(Records from a collection)
★ ★ ★ ★

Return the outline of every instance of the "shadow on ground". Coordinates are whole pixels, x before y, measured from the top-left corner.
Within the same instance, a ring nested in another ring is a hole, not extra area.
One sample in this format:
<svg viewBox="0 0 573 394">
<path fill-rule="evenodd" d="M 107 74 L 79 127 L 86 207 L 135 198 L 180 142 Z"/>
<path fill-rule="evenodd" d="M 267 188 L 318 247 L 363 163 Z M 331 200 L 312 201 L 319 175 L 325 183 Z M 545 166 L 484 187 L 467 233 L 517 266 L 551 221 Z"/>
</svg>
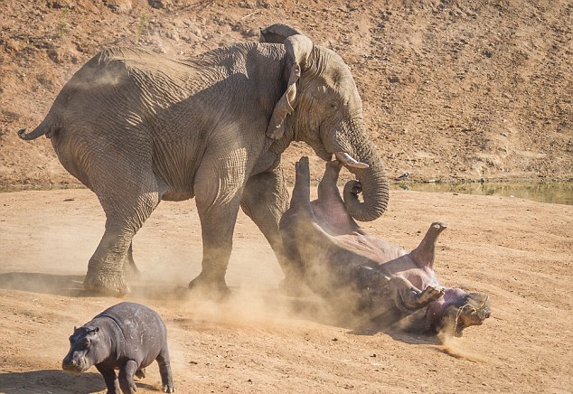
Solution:
<svg viewBox="0 0 573 394">
<path fill-rule="evenodd" d="M 0 392 L 5 394 L 87 394 L 106 389 L 99 373 L 73 374 L 63 371 L 44 370 L 0 374 Z"/>
<path fill-rule="evenodd" d="M 0 288 L 67 296 L 87 296 L 82 275 L 52 275 L 33 272 L 0 274 Z"/>
</svg>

★ ★ ★ ★

◆ **What this task involves**: Write out the full set of lines verbatim, without the pictures.

◆ **Solution**:
Return the outline of every instance of the "shadow on ground". Coordinates are whole pixels, x before y, measured from the top-left corner.
Within the same instance, a ring nested in another ring is a hole, not extra area.
One sample in this format:
<svg viewBox="0 0 573 394">
<path fill-rule="evenodd" d="M 107 74 L 79 127 L 86 207 L 135 198 L 180 142 Z"/>
<path fill-rule="evenodd" d="M 267 188 L 318 247 L 363 163 Z M 331 200 L 312 201 L 319 175 L 325 183 Z M 545 166 L 484 187 L 467 233 L 517 266 L 551 221 Z"/>
</svg>
Solution:
<svg viewBox="0 0 573 394">
<path fill-rule="evenodd" d="M 0 392 L 5 394 L 87 394 L 106 389 L 99 373 L 73 374 L 63 371 L 44 370 L 0 374 Z"/>
<path fill-rule="evenodd" d="M 0 288 L 67 296 L 87 296 L 82 275 L 52 275 L 33 272 L 0 274 Z"/>
</svg>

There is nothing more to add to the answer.